Image-backed grounding data
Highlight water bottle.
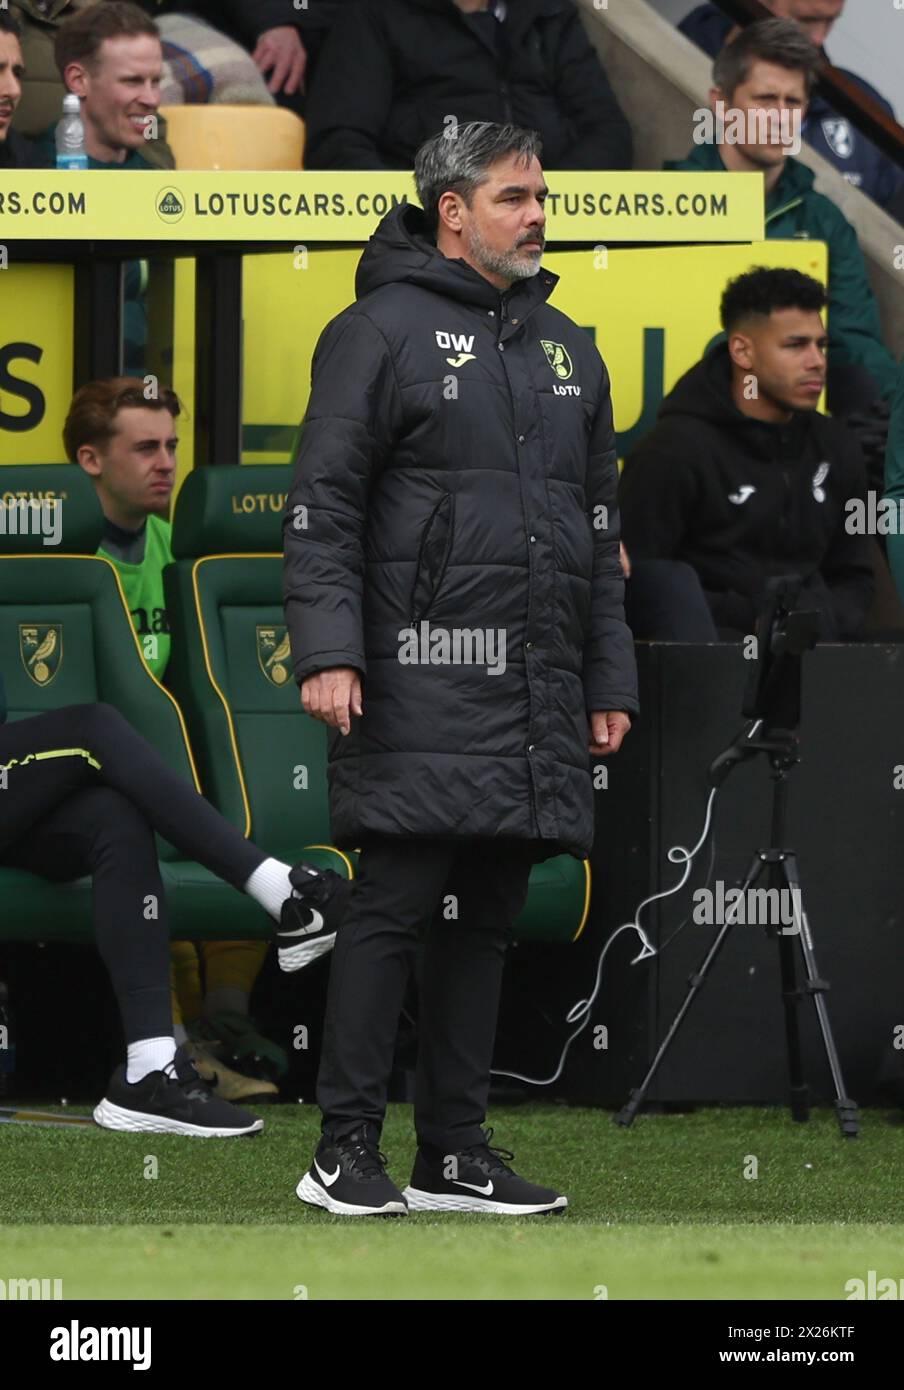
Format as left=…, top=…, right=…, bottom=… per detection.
left=0, top=981, right=14, bottom=1100
left=55, top=92, right=88, bottom=170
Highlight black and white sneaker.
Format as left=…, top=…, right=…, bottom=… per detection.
left=403, top=1128, right=567, bottom=1214
left=277, top=861, right=352, bottom=972
left=93, top=1045, right=264, bottom=1137
left=296, top=1124, right=407, bottom=1216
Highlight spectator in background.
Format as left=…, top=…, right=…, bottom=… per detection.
left=11, top=1, right=170, bottom=168
left=33, top=5, right=177, bottom=372
left=668, top=20, right=899, bottom=417
left=63, top=377, right=341, bottom=1101
left=303, top=0, right=632, bottom=171
left=35, top=1, right=174, bottom=167
left=619, top=267, right=873, bottom=642
left=678, top=0, right=904, bottom=217
left=0, top=8, right=49, bottom=166
left=132, top=0, right=348, bottom=118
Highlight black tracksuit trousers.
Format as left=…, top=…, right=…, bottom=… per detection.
left=0, top=702, right=265, bottom=1043
left=317, top=834, right=535, bottom=1153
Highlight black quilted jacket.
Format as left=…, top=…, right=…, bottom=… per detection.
left=283, top=200, right=638, bottom=857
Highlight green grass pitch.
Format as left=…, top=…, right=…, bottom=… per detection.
left=2, top=1103, right=902, bottom=1299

Exercise:
After locating the line containing "Highlight green grass pitch.", write out that line and all remaining lines of the records exactly, with nothing added.

Result below:
Highlight green grass pitch.
Format as left=…, top=…, right=…, bottom=… per detection.
left=2, top=1103, right=902, bottom=1299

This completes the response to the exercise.